Stated goal:
Please turn everything from the line containing "Would you be able to determine the whereabouts of the sidewalk?" down to the line containing "[934,452,1024,509]", with both of those lines included, into a numbered list, dropping any blank lines.

Data lines:
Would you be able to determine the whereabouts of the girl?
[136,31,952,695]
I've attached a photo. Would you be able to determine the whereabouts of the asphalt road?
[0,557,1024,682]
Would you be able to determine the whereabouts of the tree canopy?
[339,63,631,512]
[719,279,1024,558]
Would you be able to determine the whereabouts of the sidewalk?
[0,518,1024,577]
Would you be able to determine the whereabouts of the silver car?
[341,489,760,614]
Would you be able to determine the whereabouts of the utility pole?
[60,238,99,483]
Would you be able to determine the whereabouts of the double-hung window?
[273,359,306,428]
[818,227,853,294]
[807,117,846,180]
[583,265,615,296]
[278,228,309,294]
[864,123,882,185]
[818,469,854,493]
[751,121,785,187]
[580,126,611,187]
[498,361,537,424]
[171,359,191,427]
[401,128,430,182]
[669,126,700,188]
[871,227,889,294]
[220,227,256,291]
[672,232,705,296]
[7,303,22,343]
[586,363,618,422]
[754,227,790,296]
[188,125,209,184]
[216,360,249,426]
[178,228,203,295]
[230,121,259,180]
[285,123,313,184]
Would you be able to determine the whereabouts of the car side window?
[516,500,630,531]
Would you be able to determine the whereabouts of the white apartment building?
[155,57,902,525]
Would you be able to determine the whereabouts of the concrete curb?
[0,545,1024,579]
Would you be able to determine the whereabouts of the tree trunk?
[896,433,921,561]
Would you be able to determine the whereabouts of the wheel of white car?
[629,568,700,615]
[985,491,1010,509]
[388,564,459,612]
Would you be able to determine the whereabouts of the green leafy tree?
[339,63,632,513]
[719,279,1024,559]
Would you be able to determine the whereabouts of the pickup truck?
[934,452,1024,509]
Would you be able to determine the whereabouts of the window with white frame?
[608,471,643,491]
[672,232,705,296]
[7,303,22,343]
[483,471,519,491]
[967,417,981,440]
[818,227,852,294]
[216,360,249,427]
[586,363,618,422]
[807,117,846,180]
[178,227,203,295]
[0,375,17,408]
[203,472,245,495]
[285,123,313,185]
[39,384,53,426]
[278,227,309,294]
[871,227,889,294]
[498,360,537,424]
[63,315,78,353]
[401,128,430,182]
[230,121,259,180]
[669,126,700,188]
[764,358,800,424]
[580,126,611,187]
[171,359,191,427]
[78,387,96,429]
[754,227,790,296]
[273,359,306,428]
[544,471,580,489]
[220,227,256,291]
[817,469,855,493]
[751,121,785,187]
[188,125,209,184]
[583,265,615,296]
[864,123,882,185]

The result:
1. Would you be able to determine the whereabouts of the sidewalk?
2. [0,518,1024,577]
3. Would you be able to determine the whereabouts of the silver car?
4. [341,489,760,614]
5. Would you be able to determine the whereabouts of the utility pole?
6. [60,238,99,483]
7. Would you be able to determine the whereabouts of the double-hung window?
8. [273,359,306,428]
9. [818,227,853,294]
10. [807,117,846,180]
11. [583,265,615,296]
12. [278,228,309,294]
13. [864,123,882,185]
14. [818,469,854,493]
15. [751,121,785,187]
16. [580,126,611,187]
17. [498,361,537,424]
18. [171,359,191,427]
19. [401,128,430,182]
20. [669,126,700,188]
21. [871,227,889,294]
22. [220,227,256,291]
23. [672,232,705,296]
24. [7,303,22,343]
25. [586,363,618,422]
26. [754,227,790,296]
27. [188,125,209,184]
28. [216,360,249,426]
29. [178,228,203,295]
30. [230,121,259,180]
31. [285,123,313,184]
32. Would you be able to determine the whereabouts of the car side window?
33. [516,500,630,531]
34. Would you be able to determine the whereabouts of the white apartment building?
35. [155,57,902,525]
36. Would you be able to determine the whereabouts of the concrete curb?
37. [0,545,1024,579]
38. Would you be able to determine the whereabouts of the tree trunk?
39. [896,433,921,561]
40. Would you be able to determine the whereabouts of the wheel of white car?
41. [629,568,700,615]
42. [985,491,1010,509]
43. [388,564,459,612]
44. Would you be able to determine the whereabouts of the green leafy tree?
45. [339,63,632,513]
46. [719,279,1024,559]
47. Would you be able to determine the whereabouts of the pickup truck?
48. [934,452,1024,509]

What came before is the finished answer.